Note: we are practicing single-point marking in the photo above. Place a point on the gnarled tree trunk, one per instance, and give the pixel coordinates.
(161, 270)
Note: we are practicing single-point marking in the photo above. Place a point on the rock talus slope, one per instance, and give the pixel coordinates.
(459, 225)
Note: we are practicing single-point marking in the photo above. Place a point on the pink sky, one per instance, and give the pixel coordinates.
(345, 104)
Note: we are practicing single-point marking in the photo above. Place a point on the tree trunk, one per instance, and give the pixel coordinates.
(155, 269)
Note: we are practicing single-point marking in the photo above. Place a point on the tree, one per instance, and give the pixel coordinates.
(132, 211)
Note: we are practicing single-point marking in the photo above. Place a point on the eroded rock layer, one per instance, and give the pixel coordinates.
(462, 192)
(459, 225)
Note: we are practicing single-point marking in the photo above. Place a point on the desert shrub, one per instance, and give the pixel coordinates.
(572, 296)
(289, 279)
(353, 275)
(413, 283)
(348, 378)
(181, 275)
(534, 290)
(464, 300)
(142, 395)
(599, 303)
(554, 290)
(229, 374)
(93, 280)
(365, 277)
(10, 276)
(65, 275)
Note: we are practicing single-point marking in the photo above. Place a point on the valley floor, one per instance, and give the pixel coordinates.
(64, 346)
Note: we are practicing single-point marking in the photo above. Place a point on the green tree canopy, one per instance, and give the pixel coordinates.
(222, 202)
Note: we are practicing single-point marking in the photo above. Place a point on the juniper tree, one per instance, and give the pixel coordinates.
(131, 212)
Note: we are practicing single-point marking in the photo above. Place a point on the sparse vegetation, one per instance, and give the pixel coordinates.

———

◆ What is being asked ◆
Your output should match the records above word for word.

◆ Result for this exercise ◆
Note: we are practicing single-point marking in the photo above. Place a point on the gnarled tree trunk, one per instance, and give the pixel coordinates.
(161, 270)
Note: we are practicing single-point marking in the photo above. Place a point on the rock talus slope, one per instance, and give the pixel coordinates.
(459, 225)
Note: we are practicing single-point marking in the photo above. Place a point on the pink sky, one per instance, and give the pixel coordinates.
(345, 104)
Note: we are practicing single-point marking in the photo above. Place a point on the tree trunk, one per instance, and give the pixel coordinates.
(155, 269)
Note: we are practicing single-point marking in the photo above. Place a point on the tree, one per instance, and give the pixel coordinates.
(132, 211)
Note: we are practicing single-point marking in the photo above. Place a point on the eroded rock layer, one per instance, and give the pixel coordinates.
(462, 192)
(459, 225)
Note: we are practicing single-point marking in the photo above. Place a point on the desert shrub, one per instance, and give the pixel coordinates.
(572, 296)
(289, 279)
(353, 275)
(413, 283)
(348, 378)
(181, 275)
(534, 290)
(464, 300)
(142, 395)
(599, 303)
(554, 290)
(229, 374)
(93, 280)
(365, 277)
(10, 276)
(65, 275)
Note: we are practicing single-point marking in the photo above. Place a point on the valley floor, one per instance, and give the pixel coordinates.
(64, 346)
Note: we are practicing single-point marking in the photo above. Place a point on the green tree canopy, one per instance, and give the pixel coordinates.
(222, 202)
Note: we are practicing single-point marking in the photo above. Place a point on the juniper tree, one per instance, and give the pixel coordinates.
(131, 212)
Note: we are practicing single-point marking in the photo above. Place a point on the sparse vegetation, one per instance, and give the pixel coordinates.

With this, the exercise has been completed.